Challenge 1: Condense the paragraph of the review that begins "Originality: The proposed framework" into a short bulleted list that keeps its main points.
Challenge 2: Retype the part of the review starting at "The idea of" and ending at "tacking this approach.", keeping every character the same.

Source text:
┏━━

The idea of training using an adversarial approach, and generating region by region, instead of the whole image, goes towards building robustness on region segmentation. Results seems to demonstrate the effectiveness of this novel approach. The assumption of the paper, that training on partly reconstructed images should yield as good results than training on whole new images, seems intuitive. This is the first work that I aware of, tacking this approach.

Reviewer 3


		
Originality: The proposed framework for unsupervised object segmentation is novel and its the first work using generative models to demonstrate unsupervised segmentation on real world datasets. The design of the segmentation model and the learner is done by combining ideas from prior work. Quality: The paper is technically sound, and the experimental results show that proposed model performs well on three datasets showing the effectiveness of the approach. However, the evaluation is done in settings with a single fore-ground object, while the described model is for "n" different objects. Clarity: The paper is well written and experimental details are clearly mentioned. Significance: The proposed unsupervised segmentation model is shown to be effective on simple single object images. This is a step-up from recent prior work~[14][18], which is largely demonstrated on synthetic datasets. Future work could build on these ideas to extend this to segment varying number of objects on real images. ------------------------------- Post-rebuttal --------------------------------------- I commend the authors for a well written rebuttal. The experiments with the combined LFW+Flowers dataset was interesting and illustrates that method works with more diverse real image datasets, which is a step beyond recent prior work. I increase my score to 7 and recommend accepting the paper.

┗━━

Listed records:
┏━━

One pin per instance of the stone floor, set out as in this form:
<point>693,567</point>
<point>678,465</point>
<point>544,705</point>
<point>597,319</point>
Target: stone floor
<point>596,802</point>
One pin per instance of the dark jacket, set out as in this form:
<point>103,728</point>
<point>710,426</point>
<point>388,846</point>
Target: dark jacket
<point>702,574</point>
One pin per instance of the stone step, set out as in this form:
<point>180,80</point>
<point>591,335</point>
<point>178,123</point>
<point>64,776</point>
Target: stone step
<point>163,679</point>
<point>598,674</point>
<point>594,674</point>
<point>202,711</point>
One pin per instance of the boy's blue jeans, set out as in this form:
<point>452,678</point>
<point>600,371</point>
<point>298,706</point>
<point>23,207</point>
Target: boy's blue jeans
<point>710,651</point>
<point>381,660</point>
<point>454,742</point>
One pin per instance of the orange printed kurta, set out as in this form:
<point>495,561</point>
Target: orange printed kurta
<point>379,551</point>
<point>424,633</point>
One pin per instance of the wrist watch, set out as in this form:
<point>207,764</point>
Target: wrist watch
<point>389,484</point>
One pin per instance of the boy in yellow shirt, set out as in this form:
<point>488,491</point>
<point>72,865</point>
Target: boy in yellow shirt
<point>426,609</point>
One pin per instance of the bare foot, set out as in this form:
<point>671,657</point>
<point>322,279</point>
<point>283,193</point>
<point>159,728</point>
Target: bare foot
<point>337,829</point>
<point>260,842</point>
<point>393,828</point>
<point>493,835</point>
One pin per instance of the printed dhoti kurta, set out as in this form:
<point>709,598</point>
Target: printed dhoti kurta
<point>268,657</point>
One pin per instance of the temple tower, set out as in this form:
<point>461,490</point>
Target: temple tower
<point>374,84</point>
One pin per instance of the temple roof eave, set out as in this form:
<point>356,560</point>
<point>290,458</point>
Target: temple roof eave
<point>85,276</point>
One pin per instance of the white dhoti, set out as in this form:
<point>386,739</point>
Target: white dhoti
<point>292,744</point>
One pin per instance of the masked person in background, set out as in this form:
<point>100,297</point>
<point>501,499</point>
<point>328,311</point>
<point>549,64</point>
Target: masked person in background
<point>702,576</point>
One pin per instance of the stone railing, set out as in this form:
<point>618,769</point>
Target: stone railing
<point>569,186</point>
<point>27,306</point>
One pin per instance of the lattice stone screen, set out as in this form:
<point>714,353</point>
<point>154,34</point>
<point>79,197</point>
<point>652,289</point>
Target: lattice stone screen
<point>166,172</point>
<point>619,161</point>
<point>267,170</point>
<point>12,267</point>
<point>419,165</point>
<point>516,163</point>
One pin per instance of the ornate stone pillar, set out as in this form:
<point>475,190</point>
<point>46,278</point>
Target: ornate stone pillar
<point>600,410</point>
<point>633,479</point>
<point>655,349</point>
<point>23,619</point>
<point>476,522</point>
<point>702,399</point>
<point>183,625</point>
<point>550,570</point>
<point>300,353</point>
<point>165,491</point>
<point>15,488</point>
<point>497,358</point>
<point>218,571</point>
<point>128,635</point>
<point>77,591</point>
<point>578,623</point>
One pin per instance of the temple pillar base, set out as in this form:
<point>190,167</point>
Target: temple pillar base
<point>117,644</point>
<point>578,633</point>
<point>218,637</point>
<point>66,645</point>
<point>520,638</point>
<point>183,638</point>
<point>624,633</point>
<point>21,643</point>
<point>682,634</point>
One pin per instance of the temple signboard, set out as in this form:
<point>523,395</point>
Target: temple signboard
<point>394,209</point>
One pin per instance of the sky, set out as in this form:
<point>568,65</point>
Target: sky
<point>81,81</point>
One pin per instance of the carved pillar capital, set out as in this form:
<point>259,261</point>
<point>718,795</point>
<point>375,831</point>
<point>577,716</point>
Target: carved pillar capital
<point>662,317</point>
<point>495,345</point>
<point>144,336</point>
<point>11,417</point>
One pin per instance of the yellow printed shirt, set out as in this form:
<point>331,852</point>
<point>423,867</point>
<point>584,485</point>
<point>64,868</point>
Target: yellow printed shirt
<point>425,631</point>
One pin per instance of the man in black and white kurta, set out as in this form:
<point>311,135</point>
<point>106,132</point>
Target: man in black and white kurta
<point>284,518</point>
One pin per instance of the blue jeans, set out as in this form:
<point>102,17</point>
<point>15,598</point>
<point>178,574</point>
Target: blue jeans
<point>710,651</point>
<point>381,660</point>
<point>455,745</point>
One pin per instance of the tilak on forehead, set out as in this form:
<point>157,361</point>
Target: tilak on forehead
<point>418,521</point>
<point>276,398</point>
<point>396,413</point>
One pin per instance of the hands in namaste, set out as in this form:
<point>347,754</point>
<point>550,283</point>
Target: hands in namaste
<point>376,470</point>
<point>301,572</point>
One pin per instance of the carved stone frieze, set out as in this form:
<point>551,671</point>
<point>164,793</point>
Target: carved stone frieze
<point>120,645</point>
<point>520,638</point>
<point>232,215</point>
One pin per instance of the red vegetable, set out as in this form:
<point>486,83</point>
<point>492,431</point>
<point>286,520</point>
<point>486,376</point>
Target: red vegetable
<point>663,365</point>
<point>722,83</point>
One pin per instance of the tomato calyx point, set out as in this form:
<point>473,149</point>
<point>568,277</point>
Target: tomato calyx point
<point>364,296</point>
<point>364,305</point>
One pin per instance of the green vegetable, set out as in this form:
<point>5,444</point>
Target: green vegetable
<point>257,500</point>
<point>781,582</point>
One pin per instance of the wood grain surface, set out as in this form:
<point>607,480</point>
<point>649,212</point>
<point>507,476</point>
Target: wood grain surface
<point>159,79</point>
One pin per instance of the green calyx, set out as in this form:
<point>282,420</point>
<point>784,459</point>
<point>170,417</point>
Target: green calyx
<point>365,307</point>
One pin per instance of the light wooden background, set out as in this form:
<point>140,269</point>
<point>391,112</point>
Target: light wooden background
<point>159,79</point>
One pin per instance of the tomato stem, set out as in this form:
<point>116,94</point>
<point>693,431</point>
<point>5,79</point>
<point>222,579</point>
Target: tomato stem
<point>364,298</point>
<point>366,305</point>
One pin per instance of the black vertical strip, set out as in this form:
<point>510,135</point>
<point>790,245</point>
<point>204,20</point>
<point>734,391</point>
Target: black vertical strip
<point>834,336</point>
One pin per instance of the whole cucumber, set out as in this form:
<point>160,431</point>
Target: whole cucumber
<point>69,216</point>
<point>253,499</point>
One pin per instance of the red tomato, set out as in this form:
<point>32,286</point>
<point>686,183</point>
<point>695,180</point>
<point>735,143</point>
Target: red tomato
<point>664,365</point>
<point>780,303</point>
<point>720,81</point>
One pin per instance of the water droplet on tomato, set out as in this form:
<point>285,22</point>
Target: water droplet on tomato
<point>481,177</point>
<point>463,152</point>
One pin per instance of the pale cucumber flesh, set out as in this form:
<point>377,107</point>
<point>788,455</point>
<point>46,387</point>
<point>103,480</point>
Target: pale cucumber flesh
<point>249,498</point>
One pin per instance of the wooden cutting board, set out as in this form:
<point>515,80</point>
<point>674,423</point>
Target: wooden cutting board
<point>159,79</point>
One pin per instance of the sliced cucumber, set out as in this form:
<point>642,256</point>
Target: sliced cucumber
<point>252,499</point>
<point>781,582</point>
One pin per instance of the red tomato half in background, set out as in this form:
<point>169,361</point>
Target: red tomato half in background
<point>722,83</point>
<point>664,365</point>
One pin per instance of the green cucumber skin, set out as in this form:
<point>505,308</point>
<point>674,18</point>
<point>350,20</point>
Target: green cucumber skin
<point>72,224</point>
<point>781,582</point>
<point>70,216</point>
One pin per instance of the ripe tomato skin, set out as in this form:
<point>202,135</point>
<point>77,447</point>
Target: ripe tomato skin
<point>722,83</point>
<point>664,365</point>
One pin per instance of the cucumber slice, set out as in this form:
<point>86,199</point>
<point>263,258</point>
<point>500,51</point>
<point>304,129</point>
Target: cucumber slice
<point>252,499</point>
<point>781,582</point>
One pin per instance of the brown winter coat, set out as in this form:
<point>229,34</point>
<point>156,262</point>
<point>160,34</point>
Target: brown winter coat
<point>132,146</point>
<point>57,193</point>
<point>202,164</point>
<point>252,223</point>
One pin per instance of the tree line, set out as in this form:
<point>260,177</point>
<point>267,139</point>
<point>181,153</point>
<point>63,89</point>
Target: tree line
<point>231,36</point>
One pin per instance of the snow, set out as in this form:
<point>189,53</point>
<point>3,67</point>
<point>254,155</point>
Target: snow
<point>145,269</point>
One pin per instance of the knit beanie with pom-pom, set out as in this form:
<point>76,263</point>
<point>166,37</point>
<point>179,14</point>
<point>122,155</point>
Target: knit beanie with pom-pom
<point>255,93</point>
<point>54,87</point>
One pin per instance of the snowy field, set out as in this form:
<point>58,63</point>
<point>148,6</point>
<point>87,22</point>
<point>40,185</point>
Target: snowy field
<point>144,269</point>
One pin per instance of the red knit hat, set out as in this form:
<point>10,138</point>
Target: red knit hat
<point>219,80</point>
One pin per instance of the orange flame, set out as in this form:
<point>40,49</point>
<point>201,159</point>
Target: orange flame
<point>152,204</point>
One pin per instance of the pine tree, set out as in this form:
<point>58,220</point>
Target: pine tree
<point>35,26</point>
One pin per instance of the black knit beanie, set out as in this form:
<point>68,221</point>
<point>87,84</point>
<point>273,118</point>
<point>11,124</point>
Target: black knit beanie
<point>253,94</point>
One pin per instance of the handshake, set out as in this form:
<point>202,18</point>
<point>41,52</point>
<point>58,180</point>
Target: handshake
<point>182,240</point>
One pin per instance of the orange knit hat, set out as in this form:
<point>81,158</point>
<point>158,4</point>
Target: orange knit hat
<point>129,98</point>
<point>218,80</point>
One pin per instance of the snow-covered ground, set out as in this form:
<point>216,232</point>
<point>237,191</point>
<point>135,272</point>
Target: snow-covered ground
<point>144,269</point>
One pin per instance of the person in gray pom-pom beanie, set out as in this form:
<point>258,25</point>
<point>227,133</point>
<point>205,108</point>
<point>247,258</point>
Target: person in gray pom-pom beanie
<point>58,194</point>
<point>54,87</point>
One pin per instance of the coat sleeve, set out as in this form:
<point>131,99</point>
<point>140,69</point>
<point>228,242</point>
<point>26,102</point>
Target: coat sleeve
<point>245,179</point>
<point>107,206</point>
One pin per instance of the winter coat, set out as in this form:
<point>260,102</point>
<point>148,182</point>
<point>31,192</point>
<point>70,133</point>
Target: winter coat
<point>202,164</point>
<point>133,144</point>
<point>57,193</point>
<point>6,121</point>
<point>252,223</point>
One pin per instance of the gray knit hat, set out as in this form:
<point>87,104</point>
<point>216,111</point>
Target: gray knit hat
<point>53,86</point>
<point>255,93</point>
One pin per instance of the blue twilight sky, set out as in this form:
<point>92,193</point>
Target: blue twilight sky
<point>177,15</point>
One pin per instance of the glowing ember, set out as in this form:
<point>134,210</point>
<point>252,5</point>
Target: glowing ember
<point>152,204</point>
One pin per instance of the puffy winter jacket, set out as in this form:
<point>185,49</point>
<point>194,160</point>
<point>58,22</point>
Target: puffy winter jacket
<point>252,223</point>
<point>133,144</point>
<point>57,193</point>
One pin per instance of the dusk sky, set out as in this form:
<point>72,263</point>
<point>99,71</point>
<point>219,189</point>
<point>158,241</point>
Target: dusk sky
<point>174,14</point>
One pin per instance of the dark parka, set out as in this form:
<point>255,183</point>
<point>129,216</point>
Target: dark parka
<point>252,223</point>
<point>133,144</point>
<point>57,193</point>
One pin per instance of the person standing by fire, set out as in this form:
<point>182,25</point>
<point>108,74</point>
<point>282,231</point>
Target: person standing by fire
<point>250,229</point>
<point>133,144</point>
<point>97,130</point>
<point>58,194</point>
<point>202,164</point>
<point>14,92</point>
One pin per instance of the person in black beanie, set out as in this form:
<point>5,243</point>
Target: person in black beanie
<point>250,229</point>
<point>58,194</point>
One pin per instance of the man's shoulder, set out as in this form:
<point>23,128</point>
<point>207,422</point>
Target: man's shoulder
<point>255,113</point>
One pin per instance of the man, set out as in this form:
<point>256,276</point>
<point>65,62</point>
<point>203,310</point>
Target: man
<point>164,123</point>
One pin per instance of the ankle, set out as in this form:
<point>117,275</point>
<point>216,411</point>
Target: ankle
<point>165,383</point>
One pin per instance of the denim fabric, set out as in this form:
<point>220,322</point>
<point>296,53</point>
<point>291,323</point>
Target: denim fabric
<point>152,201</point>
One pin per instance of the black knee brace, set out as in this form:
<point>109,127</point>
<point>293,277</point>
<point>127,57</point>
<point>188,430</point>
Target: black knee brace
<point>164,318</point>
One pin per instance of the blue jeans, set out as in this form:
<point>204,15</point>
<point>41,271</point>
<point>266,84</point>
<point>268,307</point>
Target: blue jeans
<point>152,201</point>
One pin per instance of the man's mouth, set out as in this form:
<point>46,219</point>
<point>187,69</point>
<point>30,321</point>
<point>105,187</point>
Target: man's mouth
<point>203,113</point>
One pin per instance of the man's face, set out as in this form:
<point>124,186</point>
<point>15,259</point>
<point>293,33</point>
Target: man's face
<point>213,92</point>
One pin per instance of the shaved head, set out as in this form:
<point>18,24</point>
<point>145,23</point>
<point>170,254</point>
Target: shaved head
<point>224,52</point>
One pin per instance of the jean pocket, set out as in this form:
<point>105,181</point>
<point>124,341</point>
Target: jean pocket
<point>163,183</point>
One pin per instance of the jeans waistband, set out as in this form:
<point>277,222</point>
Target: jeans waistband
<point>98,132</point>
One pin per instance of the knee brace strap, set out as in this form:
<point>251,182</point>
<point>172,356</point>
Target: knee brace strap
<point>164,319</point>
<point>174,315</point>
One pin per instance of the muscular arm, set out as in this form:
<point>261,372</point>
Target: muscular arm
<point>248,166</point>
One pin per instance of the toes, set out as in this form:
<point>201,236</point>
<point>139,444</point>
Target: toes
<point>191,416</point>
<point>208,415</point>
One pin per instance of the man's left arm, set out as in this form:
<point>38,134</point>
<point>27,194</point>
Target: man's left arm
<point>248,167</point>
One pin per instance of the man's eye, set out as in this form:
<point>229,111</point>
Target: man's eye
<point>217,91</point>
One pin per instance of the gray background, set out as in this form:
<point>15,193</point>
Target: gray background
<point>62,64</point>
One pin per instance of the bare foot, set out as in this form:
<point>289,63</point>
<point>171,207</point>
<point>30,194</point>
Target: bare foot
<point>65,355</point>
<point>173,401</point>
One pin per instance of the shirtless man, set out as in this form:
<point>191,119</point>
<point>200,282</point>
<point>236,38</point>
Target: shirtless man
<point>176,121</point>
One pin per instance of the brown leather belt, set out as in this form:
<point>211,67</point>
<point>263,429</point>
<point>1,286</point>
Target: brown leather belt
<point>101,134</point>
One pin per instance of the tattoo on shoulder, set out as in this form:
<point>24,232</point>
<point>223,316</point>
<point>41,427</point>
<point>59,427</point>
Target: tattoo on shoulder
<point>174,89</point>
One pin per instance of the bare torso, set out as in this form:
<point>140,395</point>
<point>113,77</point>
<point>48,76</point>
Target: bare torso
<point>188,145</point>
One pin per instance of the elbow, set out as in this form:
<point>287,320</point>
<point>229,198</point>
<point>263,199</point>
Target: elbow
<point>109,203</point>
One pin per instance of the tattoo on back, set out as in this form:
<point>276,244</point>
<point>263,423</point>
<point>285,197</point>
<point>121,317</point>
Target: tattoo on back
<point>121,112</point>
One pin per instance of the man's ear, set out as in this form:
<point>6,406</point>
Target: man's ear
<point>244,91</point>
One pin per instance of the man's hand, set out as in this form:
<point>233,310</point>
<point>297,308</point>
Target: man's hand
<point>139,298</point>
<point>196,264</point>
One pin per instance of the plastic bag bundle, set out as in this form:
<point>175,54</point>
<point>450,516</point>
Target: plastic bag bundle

┗━━

Result 1:
- Originality: The unsupervised object segmentation framework is novel. It is the first to use generative models to show unsupervised segmentation on real-world datasets. Its segmentation model and learner combine ideas from prior work.
- Quality: The paper is technically sound, with good results on three datasets. However, evaluation covers only single foreground objects, though the model is described for "n" objects.
- Clarity: The paper is well written, and its experimental details are clear.
- Significance: The model is effective on simple single-object images. This is a step up from prior work [14][18], which was shown largely on synthetic data. Future work could extend it to varying numbers of objects in real images.
- Post-rebuttal: The rebuttal was well written. The combined LFW+Flowers experiments show that the method works on more diverse real images. The reviewer raises the score to 7 and recommends acceptance.

Result 2:
The idea of training using an adversarial approach, and generating region by region, instead of the whole image, goes towards building robustness on region segmentation. Results seems to demonstrate the effectiveness of this novel approach. The assumption of the paper, that training on partly reconstructed images should yield as good results than training on whole new images, seems intuitive. This is the first work that I aware of, tacking this approach.